* **Aim**: Nothing but the lines from the one containing "teardrop-shaped crystal in the photo above." to the end of the data should be returned, each exactly as written.

* **Raw data**:
::::::::

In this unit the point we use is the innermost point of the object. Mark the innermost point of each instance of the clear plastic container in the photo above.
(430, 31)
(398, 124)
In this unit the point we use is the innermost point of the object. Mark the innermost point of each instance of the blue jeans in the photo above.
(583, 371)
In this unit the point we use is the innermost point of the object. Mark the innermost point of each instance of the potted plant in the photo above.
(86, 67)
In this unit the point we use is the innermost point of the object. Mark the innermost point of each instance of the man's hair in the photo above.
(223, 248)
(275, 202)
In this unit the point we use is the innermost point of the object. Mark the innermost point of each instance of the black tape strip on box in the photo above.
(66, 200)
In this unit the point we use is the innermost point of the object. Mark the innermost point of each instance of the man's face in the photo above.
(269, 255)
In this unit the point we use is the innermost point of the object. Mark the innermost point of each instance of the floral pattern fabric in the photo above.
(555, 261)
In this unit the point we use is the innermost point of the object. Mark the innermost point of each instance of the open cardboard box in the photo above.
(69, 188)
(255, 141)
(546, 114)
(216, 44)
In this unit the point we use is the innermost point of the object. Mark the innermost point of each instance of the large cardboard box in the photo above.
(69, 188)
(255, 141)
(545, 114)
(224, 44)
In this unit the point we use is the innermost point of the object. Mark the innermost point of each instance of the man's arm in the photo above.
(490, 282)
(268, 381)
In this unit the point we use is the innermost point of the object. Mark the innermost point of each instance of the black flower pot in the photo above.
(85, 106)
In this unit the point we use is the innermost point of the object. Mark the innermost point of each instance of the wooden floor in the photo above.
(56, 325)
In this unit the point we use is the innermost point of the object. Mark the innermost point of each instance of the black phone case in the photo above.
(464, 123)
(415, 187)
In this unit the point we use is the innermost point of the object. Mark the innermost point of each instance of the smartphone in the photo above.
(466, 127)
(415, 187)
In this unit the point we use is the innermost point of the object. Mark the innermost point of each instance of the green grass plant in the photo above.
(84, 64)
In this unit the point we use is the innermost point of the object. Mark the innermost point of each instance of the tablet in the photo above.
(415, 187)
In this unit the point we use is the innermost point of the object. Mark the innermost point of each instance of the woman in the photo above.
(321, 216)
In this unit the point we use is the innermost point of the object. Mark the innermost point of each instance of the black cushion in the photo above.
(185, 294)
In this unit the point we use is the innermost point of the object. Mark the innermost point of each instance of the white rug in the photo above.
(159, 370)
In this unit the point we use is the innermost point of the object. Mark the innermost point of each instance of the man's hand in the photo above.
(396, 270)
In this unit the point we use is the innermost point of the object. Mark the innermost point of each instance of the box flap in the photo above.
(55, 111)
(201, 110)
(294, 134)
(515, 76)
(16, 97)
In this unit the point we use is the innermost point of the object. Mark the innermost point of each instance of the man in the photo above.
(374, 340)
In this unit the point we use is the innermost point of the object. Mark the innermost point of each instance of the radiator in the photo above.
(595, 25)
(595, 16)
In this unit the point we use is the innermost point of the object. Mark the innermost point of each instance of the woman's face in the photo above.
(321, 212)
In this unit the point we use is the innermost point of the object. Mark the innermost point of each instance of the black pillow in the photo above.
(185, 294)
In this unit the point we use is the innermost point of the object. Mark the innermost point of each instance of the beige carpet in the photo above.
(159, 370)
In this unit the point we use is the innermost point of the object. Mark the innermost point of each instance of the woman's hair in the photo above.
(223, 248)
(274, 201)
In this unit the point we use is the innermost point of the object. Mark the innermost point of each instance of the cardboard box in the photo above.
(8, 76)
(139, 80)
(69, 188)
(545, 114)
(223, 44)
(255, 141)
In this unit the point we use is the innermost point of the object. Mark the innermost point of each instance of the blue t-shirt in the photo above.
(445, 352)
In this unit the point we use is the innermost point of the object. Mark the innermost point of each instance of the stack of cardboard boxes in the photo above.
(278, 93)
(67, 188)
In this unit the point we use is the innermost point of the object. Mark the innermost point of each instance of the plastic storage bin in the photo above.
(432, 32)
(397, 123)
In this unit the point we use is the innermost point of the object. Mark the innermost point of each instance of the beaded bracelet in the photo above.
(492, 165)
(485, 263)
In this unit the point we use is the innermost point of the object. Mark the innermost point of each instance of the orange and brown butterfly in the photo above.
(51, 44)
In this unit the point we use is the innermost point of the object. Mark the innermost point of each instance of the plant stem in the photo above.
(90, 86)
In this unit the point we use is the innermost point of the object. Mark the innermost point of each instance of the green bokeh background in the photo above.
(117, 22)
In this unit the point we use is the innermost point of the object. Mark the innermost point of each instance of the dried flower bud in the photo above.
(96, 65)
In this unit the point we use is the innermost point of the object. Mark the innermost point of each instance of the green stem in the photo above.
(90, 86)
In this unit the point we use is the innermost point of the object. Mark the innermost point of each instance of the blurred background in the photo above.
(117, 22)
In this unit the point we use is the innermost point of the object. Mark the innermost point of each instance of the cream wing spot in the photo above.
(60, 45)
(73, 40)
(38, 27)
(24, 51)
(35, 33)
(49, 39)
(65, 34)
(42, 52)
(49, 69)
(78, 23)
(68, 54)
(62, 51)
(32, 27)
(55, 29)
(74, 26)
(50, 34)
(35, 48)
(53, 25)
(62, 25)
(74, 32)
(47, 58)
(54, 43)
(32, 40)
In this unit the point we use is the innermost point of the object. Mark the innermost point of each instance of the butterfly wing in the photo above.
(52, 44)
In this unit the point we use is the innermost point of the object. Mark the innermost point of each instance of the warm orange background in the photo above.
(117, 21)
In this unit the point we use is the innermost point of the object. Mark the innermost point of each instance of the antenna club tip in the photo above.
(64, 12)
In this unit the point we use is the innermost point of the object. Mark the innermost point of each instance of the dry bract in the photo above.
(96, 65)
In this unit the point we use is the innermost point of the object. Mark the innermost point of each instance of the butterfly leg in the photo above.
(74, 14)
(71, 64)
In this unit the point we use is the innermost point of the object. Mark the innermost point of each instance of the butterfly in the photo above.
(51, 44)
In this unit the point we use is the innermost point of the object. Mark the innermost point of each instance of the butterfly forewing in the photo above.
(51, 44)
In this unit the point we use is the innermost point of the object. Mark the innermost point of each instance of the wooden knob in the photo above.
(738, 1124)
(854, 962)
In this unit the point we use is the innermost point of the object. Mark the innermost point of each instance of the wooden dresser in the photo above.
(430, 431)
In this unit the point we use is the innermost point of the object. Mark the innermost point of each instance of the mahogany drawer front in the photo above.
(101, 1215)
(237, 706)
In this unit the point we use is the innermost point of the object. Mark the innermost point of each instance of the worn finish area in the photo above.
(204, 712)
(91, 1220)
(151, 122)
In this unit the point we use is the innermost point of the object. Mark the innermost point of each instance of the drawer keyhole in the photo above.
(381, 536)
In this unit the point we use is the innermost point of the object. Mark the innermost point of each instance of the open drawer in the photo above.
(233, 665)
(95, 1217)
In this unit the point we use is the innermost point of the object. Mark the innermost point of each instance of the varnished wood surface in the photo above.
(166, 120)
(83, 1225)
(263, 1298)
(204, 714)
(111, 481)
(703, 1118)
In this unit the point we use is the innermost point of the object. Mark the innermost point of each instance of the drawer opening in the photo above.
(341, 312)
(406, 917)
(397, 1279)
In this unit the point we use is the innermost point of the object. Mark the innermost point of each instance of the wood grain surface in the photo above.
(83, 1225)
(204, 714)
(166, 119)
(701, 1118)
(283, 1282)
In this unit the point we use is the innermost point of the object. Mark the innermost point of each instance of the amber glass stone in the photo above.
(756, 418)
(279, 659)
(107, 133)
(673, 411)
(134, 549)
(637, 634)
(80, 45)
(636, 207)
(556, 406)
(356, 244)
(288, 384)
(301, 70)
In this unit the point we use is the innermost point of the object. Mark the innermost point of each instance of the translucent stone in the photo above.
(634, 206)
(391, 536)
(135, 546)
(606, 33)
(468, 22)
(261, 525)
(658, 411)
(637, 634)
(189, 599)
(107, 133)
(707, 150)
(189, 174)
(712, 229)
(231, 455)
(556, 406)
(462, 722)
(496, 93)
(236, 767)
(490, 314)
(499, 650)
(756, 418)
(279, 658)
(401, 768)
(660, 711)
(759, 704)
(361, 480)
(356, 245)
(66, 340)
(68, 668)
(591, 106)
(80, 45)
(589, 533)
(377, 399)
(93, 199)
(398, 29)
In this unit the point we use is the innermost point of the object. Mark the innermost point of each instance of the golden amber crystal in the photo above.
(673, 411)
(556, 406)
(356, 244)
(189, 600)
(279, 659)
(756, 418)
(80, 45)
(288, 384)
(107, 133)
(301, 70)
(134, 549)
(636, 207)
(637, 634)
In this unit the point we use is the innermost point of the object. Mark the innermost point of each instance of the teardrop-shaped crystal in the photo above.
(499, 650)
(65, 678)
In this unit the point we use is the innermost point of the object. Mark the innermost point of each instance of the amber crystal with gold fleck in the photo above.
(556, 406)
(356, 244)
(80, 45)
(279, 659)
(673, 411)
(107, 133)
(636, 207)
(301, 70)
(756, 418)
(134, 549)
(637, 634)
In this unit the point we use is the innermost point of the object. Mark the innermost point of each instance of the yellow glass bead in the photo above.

::::::::

* **Result for this task**:
In this unit the point we use is the innermost point of the object. Mark the innermost point of each instance of the teardrop-shaped crystal in the photo above.
(499, 650)
(65, 678)
In this unit the point we use is the innermost point of the object. Mark the innermost point of each instance of the amber crystal with gold fleck in the photo above.
(556, 406)
(356, 244)
(80, 45)
(279, 659)
(673, 411)
(107, 133)
(636, 207)
(301, 70)
(756, 418)
(134, 549)
(637, 634)
In this unit the point we use is the innermost point of the object. Mark the innermost point of each instance of the yellow glass bead in the photo above.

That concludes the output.